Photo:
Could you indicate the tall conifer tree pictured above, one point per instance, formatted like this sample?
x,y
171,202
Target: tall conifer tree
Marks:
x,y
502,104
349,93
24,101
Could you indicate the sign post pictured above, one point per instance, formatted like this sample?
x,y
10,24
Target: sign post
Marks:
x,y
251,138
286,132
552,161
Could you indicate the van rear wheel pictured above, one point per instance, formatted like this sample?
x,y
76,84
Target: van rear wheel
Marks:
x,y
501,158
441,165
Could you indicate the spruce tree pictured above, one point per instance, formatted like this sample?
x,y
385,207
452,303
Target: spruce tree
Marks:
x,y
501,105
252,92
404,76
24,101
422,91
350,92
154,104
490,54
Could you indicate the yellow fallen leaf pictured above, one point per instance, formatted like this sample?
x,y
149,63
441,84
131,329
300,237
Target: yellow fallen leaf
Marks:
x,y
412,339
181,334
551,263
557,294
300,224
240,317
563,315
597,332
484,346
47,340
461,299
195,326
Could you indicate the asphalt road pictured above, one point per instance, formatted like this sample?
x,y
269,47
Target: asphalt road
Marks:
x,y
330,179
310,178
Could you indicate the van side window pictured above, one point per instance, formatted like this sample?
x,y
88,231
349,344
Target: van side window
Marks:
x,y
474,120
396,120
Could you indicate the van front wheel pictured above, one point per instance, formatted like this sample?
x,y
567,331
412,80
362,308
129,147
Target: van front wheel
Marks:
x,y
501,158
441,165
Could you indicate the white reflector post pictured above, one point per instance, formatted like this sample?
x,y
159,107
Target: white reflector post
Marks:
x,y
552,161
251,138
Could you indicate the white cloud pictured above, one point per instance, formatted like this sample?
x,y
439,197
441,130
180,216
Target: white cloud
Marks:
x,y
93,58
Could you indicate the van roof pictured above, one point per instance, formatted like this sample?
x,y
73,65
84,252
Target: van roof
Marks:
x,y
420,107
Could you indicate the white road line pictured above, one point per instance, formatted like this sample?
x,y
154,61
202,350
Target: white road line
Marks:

——————————

Copy task. Give back the whole listing exactly as written.

■ TASK ANSWER:
Photo:
Could you indicate the tall conifer tree pictured above, one point per instance, formatted like this sample?
x,y
171,202
Target: tall conifer tree
Marks:
x,y
502,104
349,93
24,101
Could you indicate the sign post pictured above, one point per instance, formatted like this sample?
x,y
10,24
Target: sign post
Marks:
x,y
251,138
286,132
552,161
Could you indicate the van rear wheel pictured above, one point per instance, formatted like this sample?
x,y
76,84
Target: van rear wheel
Marks:
x,y
501,158
441,165
Could you indicate the spruce tree pictured above, one point per instance, formatted like this sample?
x,y
385,207
452,303
Target: spruce tree
Marks:
x,y
501,105
252,92
404,76
24,101
422,91
350,92
154,104
490,54
Could you indicate the yellow fallen leaf pictured above, one point per instance, formatted like this sample?
x,y
149,63
441,84
131,329
300,237
Target: yellow fallen leaf
Marks:
x,y
412,339
181,334
551,263
557,294
300,224
240,317
563,315
597,332
484,346
47,340
461,299
195,326
Could you indicate the asphalt road pictured above, one point per instance, formatted like this sample?
x,y
269,47
Target: asphalt road
Marks:
x,y
330,179
310,178
Could you indicate the van side window pictured above, one point per instance, formatted like this sample?
x,y
88,231
349,344
Target: van side window
Marks:
x,y
474,120
396,120
Could you indicate the van front wheel pictured above, one point per instance, formatted like this sample?
x,y
567,331
412,80
362,308
129,147
Target: van front wheel
Marks:
x,y
501,158
441,165
Could you indicate the white reflector post pictured above, one point per instance, formatted like this sample?
x,y
159,107
Target: white reflector post
Marks:
x,y
552,161
251,138
Could you indicate the white cloud pictured above, one point per instance, formatted like this sample?
x,y
439,197
441,130
180,216
Target: white cloud
Marks:
x,y
93,58
Could you indicate the van roof pictured above, one point per instance, formatted like this sample?
x,y
73,65
84,252
Target: van roof
Marks:
x,y
420,107
Could you indicate the white road line pictured above, one point per instance, formatted like this sample?
x,y
154,61
202,350
Target: white road line
Marks:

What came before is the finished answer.